Consegna dell'esercizio:
Stampa il passo del testo selezionato da "Piove da giorni, da" a "tempo come timonieri.", copiandolo parola per parola.

Rubriche : romanzo rossonero

Silenzio

martedì, 19 novembre 2019, 15:27

di simone pellico

Piove da giorni, da settimane. Chi si ricorda più come è fatto il sole. Dovrebbe ancora esserci, da qualche parte dietro la palpebra grigia del cielo. Un occhio chiuso in un mare di lacrime. Un sipario che si è aperto solo per qualche ora domenica, giusto il tempo di celebrare il rito del calcio. Una pausa fra le montagne e il mare, uno sforzo geologico per trattenere il pianto sopra lo stadio di Seravezza. Addirittura un po’ di sole, fatto a fette sopra il settore ospiti, sopra le pezze dei gruppi, sopra i lancia cori che marcano il tempo come timonieri.

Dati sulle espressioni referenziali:
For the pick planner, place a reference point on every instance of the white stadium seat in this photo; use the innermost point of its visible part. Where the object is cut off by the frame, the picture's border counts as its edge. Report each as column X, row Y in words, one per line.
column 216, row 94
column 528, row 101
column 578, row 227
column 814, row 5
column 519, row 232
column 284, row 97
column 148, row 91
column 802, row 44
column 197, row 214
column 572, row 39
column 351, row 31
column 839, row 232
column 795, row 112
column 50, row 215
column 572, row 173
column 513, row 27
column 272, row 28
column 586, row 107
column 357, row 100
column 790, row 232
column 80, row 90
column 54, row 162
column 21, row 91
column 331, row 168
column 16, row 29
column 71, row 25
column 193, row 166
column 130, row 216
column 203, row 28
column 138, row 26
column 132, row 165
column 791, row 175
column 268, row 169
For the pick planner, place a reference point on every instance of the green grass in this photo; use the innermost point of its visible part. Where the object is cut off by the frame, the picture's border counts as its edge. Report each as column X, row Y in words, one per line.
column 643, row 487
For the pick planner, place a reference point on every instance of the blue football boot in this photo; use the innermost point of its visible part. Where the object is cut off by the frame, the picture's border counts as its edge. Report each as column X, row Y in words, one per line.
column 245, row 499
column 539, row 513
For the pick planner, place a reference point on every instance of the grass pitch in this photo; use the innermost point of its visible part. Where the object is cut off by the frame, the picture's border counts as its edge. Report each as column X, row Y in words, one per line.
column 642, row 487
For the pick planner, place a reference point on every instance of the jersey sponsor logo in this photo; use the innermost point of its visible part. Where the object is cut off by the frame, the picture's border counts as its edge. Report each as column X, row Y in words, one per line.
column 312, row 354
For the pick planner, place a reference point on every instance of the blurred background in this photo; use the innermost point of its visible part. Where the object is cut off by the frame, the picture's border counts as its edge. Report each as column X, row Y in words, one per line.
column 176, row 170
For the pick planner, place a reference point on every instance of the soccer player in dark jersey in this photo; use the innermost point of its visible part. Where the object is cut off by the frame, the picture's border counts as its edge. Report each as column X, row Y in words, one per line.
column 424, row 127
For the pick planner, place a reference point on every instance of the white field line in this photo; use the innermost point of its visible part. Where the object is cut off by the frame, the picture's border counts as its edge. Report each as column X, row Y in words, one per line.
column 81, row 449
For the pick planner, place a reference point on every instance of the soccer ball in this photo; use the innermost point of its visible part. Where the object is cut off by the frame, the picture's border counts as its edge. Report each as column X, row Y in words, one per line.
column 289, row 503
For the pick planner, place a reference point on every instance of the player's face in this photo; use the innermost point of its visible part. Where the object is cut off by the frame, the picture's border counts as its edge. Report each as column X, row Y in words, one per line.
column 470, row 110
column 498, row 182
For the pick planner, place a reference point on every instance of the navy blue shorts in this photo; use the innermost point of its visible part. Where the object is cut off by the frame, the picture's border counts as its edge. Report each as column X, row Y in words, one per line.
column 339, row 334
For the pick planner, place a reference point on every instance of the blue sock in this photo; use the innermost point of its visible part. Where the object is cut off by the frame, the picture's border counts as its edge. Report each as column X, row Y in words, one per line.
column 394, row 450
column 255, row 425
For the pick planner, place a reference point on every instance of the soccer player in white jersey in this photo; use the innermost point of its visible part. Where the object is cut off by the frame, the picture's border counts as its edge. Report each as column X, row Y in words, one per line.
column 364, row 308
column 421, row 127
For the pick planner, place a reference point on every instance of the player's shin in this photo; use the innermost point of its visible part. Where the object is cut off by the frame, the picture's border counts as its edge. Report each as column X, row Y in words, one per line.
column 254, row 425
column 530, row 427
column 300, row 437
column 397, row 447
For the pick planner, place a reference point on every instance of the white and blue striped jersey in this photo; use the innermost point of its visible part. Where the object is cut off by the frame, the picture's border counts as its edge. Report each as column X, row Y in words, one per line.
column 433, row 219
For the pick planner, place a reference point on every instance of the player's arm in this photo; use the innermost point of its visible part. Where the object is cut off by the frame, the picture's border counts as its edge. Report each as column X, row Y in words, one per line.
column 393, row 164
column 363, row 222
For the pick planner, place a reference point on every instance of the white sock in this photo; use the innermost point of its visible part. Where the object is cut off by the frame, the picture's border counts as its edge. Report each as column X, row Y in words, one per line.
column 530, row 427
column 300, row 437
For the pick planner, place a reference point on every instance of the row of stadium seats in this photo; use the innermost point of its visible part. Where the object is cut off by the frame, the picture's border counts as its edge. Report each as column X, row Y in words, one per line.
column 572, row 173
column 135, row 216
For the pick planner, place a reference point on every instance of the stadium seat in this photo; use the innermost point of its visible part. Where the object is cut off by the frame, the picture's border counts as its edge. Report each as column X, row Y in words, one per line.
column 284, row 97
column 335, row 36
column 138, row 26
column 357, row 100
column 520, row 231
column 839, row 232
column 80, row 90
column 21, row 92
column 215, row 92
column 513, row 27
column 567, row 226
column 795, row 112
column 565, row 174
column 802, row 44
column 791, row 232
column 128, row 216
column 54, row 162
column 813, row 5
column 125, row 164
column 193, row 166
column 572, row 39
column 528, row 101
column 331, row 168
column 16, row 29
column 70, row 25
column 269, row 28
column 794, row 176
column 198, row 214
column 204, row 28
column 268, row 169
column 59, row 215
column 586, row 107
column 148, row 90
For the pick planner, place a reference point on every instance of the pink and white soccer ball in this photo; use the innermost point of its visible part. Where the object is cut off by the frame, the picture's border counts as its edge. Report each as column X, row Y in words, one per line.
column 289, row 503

Risultato dell'esercizio:
Piove da giorni, da settimane. Chi si ricorda più come è fatto il sole. Dovrebbe ancora esserci, da qualche parte dietro la palpebra grigia del cielo. Un occhio chiuso in un mare di lacrime. Un sipario che si è aperto solo per qualche ora domenica, giusto il tempo di celebrare il rito del calcio. Una pausa fra le montagne e il mare, uno sforzo geologico per trattenere il pianto sopra lo stadio di Seravezza. Addirittura un po’ di sole, fatto a fette sopra il settore ospiti, sopra le pezze dei gruppi, sopra i lancia cori che marcano il tempo come timonieri.